• **やること**
a – タラント空襲の文章について、次の問いに答えてください。
(i) 山本五十六が取り分け着目した三つの点は何か。
(ii) 空母イラストリアスが発進させた第一次攻撃隊と第二次攻撃隊は、それぞれ何機か。
(iii) 1940年11月6日、空母イラストリアスは何隻の戦艦と共にアレキサンドリアを出港したか。
b – タラント空襲の文章を、最後の文のあとから書き継いでください。

• **抜粋**
####

第六章

1940年のイギリス海軍が実行したタラント空襲に日本海軍は括目しました。早速、山本五十六は米内光政にこの作戦の詳細を手に入れるよう依頼し、米内は、例の豊田貞次郎~センピルのラインで情報を入手したのですが、山本は取り分け使用した空母の数と使用した航空機の機数と使用した搭載兵器である魚雷に着目しました。この攻撃の推移については以下の通りです。
11日21時にタラントの南方約272㎞で空母イラストリアスは第一次攻撃隊12機を発進させました。第二次攻撃隊は9機です。これら合計21機は全て複葉のソードフィッシュ雷撃機です。22時58分に第一波がタラント軍港上空に到達し、夜間のため2機が照明弾、4機が爆弾、残りの6機が魚雷を装着していました。但しこの魚雷は従来考えられていた魚雷ではなく、この作戦用にイギリス海軍が特別に開発した水深の浅いタラント軍港での使用を考慮した新型の魚雷でした。これについては後で述べますが、タラント攻撃の推移に話を戻します。1940年11月6日、空母イラストリアスは4隻の戦艦と共にアレキサンドリアを出港しました。そして、まずこの艦隊はマルタまでMW3船団を護衛したのです。さらに11月10日にはマルタの西方でジブラルタルから来援した戦艦バーラムなどと合流しました。更に11月11日18時には他の軽巡洋艦4隻と駆逐艦4隻が合流しました。これ等の勢力でタラントへの攻撃に向かったわけです。

####

物体位置ラベル付けの項目:
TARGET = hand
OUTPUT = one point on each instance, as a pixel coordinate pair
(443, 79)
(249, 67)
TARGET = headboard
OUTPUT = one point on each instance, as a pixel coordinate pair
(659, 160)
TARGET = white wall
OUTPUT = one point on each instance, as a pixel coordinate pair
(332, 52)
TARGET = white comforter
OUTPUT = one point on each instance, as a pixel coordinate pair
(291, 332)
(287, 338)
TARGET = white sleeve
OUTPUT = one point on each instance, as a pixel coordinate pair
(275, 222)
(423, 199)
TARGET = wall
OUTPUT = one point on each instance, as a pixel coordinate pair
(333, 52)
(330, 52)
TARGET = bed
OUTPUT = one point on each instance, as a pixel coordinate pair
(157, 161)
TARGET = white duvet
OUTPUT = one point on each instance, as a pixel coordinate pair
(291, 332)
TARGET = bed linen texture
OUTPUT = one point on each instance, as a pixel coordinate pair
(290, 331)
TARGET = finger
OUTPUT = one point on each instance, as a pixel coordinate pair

####

• **各問いの答え**
a –
(i) 使用した空母の数、使用した航空機の機数、使用した搭載兵器である魚雷。
(ii) 第一次攻撃隊は12機、第二次攻撃隊は9機。
(iii) 4隻。

b –
もっともイギリス海軍は開戦時の地中海における空母戦力についてはアレキサンドリア港にイーグルが、そしてジブラルタルにアーク・ロイヤルの合計2隻が配備されていただけでした。しかし1940年9月にアレキサンドリアの地中海艦隊に新鋭空母であるイラストリアスが増援してこの艦隊の空母戦力が増強されると、イギリス海軍はマルタ島からタラント軍港の航空偵察を実施して港内の様子を詳細に把握しました。そして作戦の具体的なプランを立案しました。結局この作戦では地中海艦隊の保有する空母3隻の内の二隻、イーグルとイラストリアスの艦載機30~40機の戦力によって10月21日に実行されることに決まり、この作戦は「ジャッジメント作戦」と命名されました。ところが訓練中にイラストリアスで火災が発生するアクシデントに見舞われ作戦は11月11日に延期されました。しかし作戦行動開始の2日前に今度はイーグルでアクシデントが発生し作戦への参加が不可能となってしまいました。このために止むを得ずこの作戦はイラストリアス1隻で敢行されることになり、この空母の機材を補強するためにイーグルからソードフィッシュ雷撃機5機がイラストリアスに移されました。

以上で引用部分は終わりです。